Continuando uma leitura que não se pode esgotar aqui, iremos descobrir uma faceta que ultrapassa o inicial filosofar e se entrega a um surrealismo-abjectionista, ao gosto do fundador, Pedro Oom, e o grupo do café Gelo, de que destaco Cesariny, mas especialmente Luiz Pacheco, cuja Comunidade ainda hoje guardo no que chamo a estante dos amigos. Neste movimento a liberdade e o libertário das situações e da linguagem são totais, a raiva e o nojo, o ódio ao mundo, à sociedade normativa são descarregados com abundância por vezes quase chocantes, embora expectáveis, pois para isso se criou a associação livre de imagens, por muito chocantes que sejam para as boas almas que se escandalizarão – algo que se pretende por estes autores. É a Julia Kristeva que devemos uma reflexão ensaística, em 1980 (40 anos depois do arranque em Portugal) sobre a abjecção: O Poder do Horror, ensaio sobre a Abjecção. A Psicanálise, com Lacan e o seguimento post-freudiano valoriza, no post-modernismo, o culto do horror, do horrível,  do condenável na sociedade educada, ou tida como tal tal) como no início do século muito do Expressionismo na pintura e no teatro, mas o abjeccionismo literário neste desfazer e no já desfeito surge um pouco como surpresa. Passou-se da meditação sobre o Princípio, o gesto que inicia, e sobre o Tempo, a medida que separa, para uma dissertação que se afirma longe dos valores tradicionais mais óbvios, mais aceites, numa espécie de raiva que arrasa tudo num frenesim de desfazer o que estivesse (e fosse aceite como)  feito.

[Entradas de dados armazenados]
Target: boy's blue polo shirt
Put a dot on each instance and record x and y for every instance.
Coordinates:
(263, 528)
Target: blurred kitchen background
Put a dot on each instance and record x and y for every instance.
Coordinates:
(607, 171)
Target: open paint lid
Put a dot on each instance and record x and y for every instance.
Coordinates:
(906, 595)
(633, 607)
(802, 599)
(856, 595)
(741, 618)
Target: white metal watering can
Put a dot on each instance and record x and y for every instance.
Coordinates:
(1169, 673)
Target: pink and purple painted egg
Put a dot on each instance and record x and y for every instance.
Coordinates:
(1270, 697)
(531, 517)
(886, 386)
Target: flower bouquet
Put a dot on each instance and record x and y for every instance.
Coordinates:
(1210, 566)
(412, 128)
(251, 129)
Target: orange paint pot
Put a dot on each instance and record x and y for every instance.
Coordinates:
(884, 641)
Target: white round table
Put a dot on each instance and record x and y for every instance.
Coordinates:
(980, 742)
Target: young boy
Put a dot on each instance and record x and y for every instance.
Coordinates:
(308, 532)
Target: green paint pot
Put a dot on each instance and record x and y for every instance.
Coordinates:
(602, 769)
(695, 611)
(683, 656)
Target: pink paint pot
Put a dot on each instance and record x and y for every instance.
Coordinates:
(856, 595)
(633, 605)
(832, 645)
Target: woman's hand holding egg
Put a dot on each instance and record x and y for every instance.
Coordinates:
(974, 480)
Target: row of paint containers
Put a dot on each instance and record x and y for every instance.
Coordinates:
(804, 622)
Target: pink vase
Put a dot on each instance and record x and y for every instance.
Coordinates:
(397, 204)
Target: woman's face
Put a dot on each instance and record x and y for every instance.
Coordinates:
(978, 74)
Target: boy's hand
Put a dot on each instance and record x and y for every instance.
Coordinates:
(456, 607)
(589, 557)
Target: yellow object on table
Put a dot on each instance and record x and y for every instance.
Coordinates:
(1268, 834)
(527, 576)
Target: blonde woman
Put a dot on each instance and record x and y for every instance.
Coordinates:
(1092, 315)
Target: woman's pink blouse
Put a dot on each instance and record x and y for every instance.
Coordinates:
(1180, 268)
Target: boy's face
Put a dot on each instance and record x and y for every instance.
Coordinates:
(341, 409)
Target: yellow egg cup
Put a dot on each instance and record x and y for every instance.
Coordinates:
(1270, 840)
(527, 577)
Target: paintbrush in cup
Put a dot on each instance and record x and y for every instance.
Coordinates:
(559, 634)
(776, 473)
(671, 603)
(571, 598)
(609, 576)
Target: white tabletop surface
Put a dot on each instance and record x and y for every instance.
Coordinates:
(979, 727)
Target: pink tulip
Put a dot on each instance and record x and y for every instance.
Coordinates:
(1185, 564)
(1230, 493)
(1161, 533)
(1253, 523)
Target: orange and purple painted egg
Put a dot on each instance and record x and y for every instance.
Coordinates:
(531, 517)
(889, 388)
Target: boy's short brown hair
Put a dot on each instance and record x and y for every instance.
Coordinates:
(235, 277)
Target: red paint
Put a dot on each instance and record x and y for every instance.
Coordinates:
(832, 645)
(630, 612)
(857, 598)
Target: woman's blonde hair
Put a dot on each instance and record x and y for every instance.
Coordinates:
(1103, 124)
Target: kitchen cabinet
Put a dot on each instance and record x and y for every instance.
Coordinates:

## INSTRUÇÕES DE TRABALHO:
Retome, por favor, o texto sobre o abjeccionismo literário e continue-o a partir da última frase apresentada. Estas entradas provêm de outra fonte.

## RESPOSTA ESCRITA:
Mas o interesse deste livro não se esgota no desabafo súbito e por alguma razão necessário e libertador.

Muitas outras páginas, que podemos ir abrindo e lendo ao acaso, aliás maneira bem feliz de ler, porque sempre surpreende, iremos ao encontro da música (“quando pensamos num músico surdo queremos sentir / a compaixão dos sons enterrados num vulcão ou já vazios / pairando no seu puro contraste…/ e a revolta da música toma a pureza celestial / da crueldade quando o sentido se perdeu” (p.36). Alude a Beethoven, genial e já só podendo ouvir-se por dentro da cabeça, alheado de um mundo que o procura ou ignora, pois já não comunica a não ser com a sua oculta genialidade? Provavelmente.

Mas logo de seguida empurra-nos o autor para um outro mundo, menos musical, o de Descartes, todo pensamento e exíguo no sentimento, às voltas com um sonho recorrente que Marie-Louise von Franz nos conta e eu tentei analisar, num post antigo ” O melão de Descartes”.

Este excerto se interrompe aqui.